• _Problem to solve_
Write every record out again exactly, and keep images out of it.

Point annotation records

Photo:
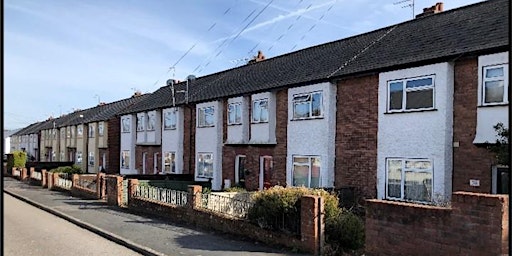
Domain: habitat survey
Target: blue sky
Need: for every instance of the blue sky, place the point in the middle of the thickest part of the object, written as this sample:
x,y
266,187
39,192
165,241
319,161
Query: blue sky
x,y
62,55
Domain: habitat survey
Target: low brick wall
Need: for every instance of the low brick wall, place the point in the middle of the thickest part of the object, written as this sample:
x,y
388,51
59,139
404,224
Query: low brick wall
x,y
475,224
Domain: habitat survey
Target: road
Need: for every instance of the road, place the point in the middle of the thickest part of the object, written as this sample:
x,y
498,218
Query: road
x,y
31,231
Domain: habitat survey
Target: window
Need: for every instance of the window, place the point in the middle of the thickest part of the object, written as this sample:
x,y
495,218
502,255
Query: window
x,y
140,122
91,158
409,179
170,162
306,171
260,111
307,105
170,119
125,122
205,117
205,165
80,130
100,129
79,157
411,94
151,121
495,84
235,113
125,159
91,131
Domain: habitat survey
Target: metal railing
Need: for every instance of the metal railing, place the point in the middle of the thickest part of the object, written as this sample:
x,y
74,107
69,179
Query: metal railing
x,y
235,206
173,197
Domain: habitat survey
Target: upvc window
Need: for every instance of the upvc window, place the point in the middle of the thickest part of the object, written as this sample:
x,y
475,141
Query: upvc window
x,y
151,121
409,179
205,165
125,159
495,84
306,171
307,105
100,129
235,113
170,119
260,111
140,122
205,117
125,124
411,94
91,158
170,162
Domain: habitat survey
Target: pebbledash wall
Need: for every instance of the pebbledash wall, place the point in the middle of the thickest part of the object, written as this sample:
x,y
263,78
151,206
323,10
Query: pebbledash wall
x,y
475,224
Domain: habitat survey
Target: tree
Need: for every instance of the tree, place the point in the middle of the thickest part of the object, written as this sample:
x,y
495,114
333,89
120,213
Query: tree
x,y
500,148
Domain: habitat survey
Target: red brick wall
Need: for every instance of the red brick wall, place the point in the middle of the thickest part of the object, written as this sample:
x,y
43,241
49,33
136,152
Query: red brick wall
x,y
114,146
150,153
469,161
253,152
476,224
356,134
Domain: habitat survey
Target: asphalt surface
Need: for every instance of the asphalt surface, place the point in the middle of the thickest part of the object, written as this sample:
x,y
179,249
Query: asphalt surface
x,y
147,235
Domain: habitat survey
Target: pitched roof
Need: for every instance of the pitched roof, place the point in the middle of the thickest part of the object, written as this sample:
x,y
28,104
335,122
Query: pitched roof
x,y
473,29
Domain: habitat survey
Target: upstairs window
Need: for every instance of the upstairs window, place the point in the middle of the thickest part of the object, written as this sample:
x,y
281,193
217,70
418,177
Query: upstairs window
x,y
151,121
235,113
205,117
260,111
125,124
307,105
140,123
170,120
495,85
411,94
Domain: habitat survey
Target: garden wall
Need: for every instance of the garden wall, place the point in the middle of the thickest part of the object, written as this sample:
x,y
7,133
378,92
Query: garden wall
x,y
475,224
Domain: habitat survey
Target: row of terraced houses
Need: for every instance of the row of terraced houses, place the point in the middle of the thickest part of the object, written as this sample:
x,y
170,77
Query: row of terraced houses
x,y
403,112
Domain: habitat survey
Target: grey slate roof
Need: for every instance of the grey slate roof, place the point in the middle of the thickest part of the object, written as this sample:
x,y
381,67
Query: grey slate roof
x,y
473,29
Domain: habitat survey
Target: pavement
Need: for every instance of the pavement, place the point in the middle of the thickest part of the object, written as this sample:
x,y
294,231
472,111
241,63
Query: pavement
x,y
147,235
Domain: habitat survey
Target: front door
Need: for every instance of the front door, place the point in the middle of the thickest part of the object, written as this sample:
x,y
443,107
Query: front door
x,y
266,165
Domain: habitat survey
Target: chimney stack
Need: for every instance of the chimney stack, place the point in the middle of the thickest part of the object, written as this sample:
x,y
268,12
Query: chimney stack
x,y
437,8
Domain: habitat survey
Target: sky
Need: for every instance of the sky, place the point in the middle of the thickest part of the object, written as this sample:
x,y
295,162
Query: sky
x,y
64,55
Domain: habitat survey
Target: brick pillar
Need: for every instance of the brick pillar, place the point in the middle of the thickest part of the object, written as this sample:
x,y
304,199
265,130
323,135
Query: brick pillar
x,y
114,190
194,196
132,184
44,178
312,223
24,174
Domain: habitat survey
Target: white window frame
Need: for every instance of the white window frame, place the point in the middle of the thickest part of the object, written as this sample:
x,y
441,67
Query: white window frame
x,y
406,90
259,119
169,166
403,181
202,116
170,115
235,108
125,124
504,99
200,165
307,99
151,121
309,164
125,159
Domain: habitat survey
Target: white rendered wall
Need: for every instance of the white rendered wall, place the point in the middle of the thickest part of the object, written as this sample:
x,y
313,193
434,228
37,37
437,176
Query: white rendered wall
x,y
313,137
209,140
128,143
489,116
264,133
172,140
420,134
239,133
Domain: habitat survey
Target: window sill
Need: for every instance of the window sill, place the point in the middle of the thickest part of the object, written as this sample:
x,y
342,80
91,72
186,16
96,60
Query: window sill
x,y
410,111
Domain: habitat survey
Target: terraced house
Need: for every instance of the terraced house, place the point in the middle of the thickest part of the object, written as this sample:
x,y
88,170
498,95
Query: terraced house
x,y
403,113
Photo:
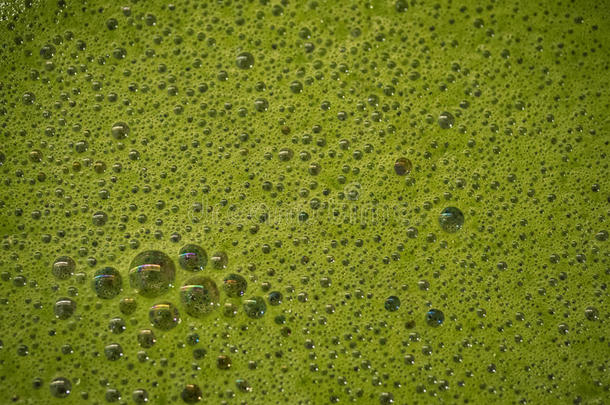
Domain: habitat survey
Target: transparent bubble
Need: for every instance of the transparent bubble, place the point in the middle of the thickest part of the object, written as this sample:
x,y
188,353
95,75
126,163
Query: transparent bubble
x,y
191,394
451,219
117,325
234,285
445,120
244,60
119,130
146,338
275,298
219,260
591,313
64,308
152,273
113,351
255,307
60,387
199,296
128,305
107,283
392,303
403,166
435,317
164,316
192,258
63,267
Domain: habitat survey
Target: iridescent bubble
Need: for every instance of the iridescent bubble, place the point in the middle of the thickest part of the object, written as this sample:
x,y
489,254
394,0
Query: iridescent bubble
x,y
64,308
445,120
60,387
451,219
119,130
107,283
191,394
193,258
164,316
392,303
63,267
435,317
152,273
255,307
244,60
199,295
234,285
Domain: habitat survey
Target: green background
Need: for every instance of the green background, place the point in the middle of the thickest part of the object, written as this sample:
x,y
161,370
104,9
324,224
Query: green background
x,y
526,161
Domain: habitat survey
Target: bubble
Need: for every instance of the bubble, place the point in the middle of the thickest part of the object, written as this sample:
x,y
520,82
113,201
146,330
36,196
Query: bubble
x,y
275,298
199,295
152,273
445,120
164,316
435,317
402,166
223,362
244,60
116,325
107,283
139,396
47,51
451,219
193,258
591,313
255,307
392,303
146,338
191,394
64,308
63,267
219,260
113,351
60,387
100,218
128,305
119,130
234,285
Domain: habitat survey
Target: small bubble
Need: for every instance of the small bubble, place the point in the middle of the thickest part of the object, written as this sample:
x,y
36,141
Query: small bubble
x,y
146,338
219,260
451,219
127,305
107,283
244,60
392,303
192,258
446,120
255,307
164,315
113,351
435,317
63,267
64,308
119,130
234,285
191,394
60,387
403,166
199,295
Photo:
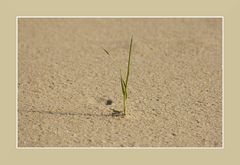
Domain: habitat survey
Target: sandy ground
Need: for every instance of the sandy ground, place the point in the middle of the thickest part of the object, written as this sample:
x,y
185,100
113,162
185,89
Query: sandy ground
x,y
65,79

• _Full response_
Photo:
Domain: habitat survey
Target: blue sky
Need: for every instance of the blue sky, place the point in the middle of the thickest part of the object, written as this sample:
x,y
266,187
39,192
165,241
319,161
Query: blue sky
x,y
62,55
Domain: habitat survey
Target: low brick wall
Need: for every instance of the low brick wall, place the point in the middle of the thickest part of the object, written as this sample:
x,y
388,51
59,139
404,224
Query: low brick wall
x,y
475,224
Domain: habitat survey
Target: road
Need: for every instance of the road, place the point in the middle of the thickest part of the object, written as this sample:
x,y
498,218
Query: road
x,y
31,231
Domain: habitat survey
Target: window
Need: for every instance of the window, place the point in the middle of the thickest part of the object, written as this sample:
x,y
495,218
502,255
Query: window
x,y
140,122
91,158
409,179
170,162
306,171
260,111
307,105
170,119
125,122
205,117
205,165
80,130
100,129
79,157
411,94
151,121
495,84
235,113
125,159
91,131
Domain: habitat survey
Target: metal railing
Need: for every instance of the metal railing, place the point in the middle of the thickest part of the object, written as this sample:
x,y
74,107
69,179
Query: metal railing
x,y
235,206
173,197
Domain: habitat survey
Target: upvc window
Need: for every instance of the upvc window, place the point in the middle of the thickest part of the object, written as this sample:
x,y
475,141
Query: upvc window
x,y
151,121
409,179
205,165
125,159
495,84
306,171
307,105
100,129
235,113
170,119
260,111
140,122
205,117
125,124
411,94
91,158
170,162
Domain: habitat survey
Target: pebbledash wall
Need: for every instance of the pebbledash wall, place the point in the middle of the thickest part of the object, written as this sample:
x,y
263,78
151,206
323,10
Query: pebbledash wall
x,y
475,224
Domain: habitat survey
Target: tree
Need: for every instance of the tree, place the point in the middle of the thickest part of the object, written as this sample:
x,y
495,114
333,89
120,213
Query: tree
x,y
500,148
Domain: habitat survey
Target: red brick wall
Need: for every instance of the red brick wall, place the point in the middle of the thickest part of the object, written as this sample:
x,y
43,241
49,33
136,152
Query: red brick wall
x,y
114,146
150,153
469,161
253,152
476,224
356,134
Domain: habitat survey
Target: asphalt surface
Need: for every instance of the asphalt surface, place the point in the middle of the thickest part of the object, written as this sample:
x,y
179,249
Query: asphalt surface
x,y
147,235
Domain: habitat survey
Target: pitched roof
Need: for every instance of the pitched roof, place the point in the middle of the thickest part of the object, written as this sample:
x,y
28,104
335,122
Query: pitched roof
x,y
473,29
Domain: habitat survey
Target: upstairs window
Need: for every instance of the upstairs window, place the point in the middle of the thickest part of the object, written as this sample:
x,y
281,193
217,70
418,177
Query: upstairs window
x,y
151,121
235,113
205,117
260,111
125,124
307,105
140,123
170,120
495,85
411,94
Domain: habitat survey
Target: garden wall
Need: for every instance of the garden wall, place the point in the middle of the thickest part of the object, written as this sample:
x,y
7,133
378,92
Query: garden wall
x,y
475,224
Domain: habitat survey
Target: row of terraced houses
Need: for every instance of the row of terraced houses, place the point in the middle of the thickest part of the object, written as this sample:
x,y
170,77
Query: row of terraced houses
x,y
403,112
Domain: habitat survey
Target: grey slate roof
Need: for every instance of the grey slate roof, place the point in the middle of the thickest part of the object, written as this sample:
x,y
381,67
Query: grey slate roof
x,y
473,29
Domain: habitat survey
Target: pavement
Need: for every instance of the pavement, place the point in the middle of the thickest part of the object, written as this sample:
x,y
294,231
472,111
241,63
Query: pavement
x,y
147,235
Domain: habitat survey
Target: front door
Need: for every instance of the front door, place the point in the middle of the thickest part of the object, written as this sample:
x,y
443,107
Query: front door
x,y
266,165
Domain: habitat survey
Target: chimney stack
Need: for every instance of the chimney stack, place the point in the middle of the thickest part of the object, written as this sample:
x,y
268,12
Query: chimney stack
x,y
437,8
Domain: habitat survey
Target: sky
Need: for every instance of the sky, place the point in the middle of the thickest part of the object, written as this sample:
x,y
295,162
Query: sky
x,y
64,55
Domain: habitat survey
Target: brick pillar
Need: for every instance of the brick pillar, place the point in the middle of the thickest part of the object, written as this sample:
x,y
304,199
265,130
323,135
Query: brick pillar
x,y
114,190
194,196
132,184
44,178
312,223
24,174
Domain: habitat survey
Target: white window frame
Need: for every instance of the white window frame, place the point in the middle of the thickest part of the object, written as this sample:
x,y
441,67
Query: white window frame
x,y
406,90
259,119
169,166
403,181
202,116
170,115
235,108
125,124
504,99
200,165
307,99
151,121
309,164
125,159
Domain: habitat survey
Target: white rendered wall
Need: for every instance of the white rendered wall, place the point in the middle of the thickest part of the object, written as this sample:
x,y
313,193
434,228
37,37
437,176
Query: white rendered wall
x,y
313,137
209,140
128,143
489,116
264,133
172,140
420,134
239,133
Domain: habitat survey
Target: window sill
Need: for every instance of the window sill, place the point in the middle of the thickest part of the object, written as this sample:
x,y
342,80
91,72
186,16
96,60
Query: window sill
x,y
410,111
Domain: habitat survey
Target: terraced house
Need: for every instance of the terraced house, place the point in the middle of the thickest part of the object, written as this sample:
x,y
88,170
498,95
Query: terraced house
x,y
403,113
Photo:
Domain: habitat survey
Target: transparent bubble
Need: for every instance of the transparent bubble, place the point in the middle of the thickest part of the object, written as this sample:
x,y
188,353
95,75
126,163
Query: transparent bubble
x,y
191,394
451,219
117,325
234,285
445,120
244,60
119,130
146,338
275,298
219,260
591,313
64,308
152,273
113,351
255,307
60,387
199,296
128,305
107,283
392,303
403,166
435,317
164,316
192,258
63,267
Domain: habitat survey
Target: iridescent bubble
Need: for every instance of the iridescent bubble, place the point in the middle of the thickest part of the object, written as this sample:
x,y
489,254
394,0
Query: iridescent bubble
x,y
64,308
445,120
60,387
451,219
119,130
107,283
191,394
193,258
164,316
392,303
63,267
435,317
152,273
255,307
244,60
199,295
234,285
Domain: habitat survey
Target: green background
Need: for every instance of the green background, place the point in the middle of the thickest part of the object, written as this sample:
x,y
161,370
104,9
324,224
Query: green background
x,y
526,161
Domain: habitat survey
Target: bubble
Need: for every instance of the bubble, place the point in the middle of the thickest part of the object, written as this sample:
x,y
520,82
113,201
146,330
36,196
Query: bubble
x,y
275,298
199,295
152,273
445,120
164,316
435,317
402,166
223,362
244,60
116,325
107,283
139,396
47,51
451,219
193,258
591,313
255,307
392,303
146,338
191,394
64,308
63,267
219,260
113,351
60,387
100,218
128,305
119,130
234,285
Domain: habitat survey
Target: small bubble
Need: for every instance of the small bubble, place the point in the middle of the thickest part of the object, written as this sample:
x,y
36,141
Query: small bubble
x,y
146,338
219,260
451,219
127,305
107,283
244,60
392,303
192,258
446,120
255,307
164,315
113,351
435,317
63,267
64,308
119,130
234,285
191,394
60,387
403,166
199,295
Photo:
Domain: habitat survey
Target: sandy ground
Need: for every instance of the sandy ground, place the point in the middle of the thickest part of the object, written as this sample:
x,y
185,100
113,162
185,89
Query: sandy ground
x,y
65,79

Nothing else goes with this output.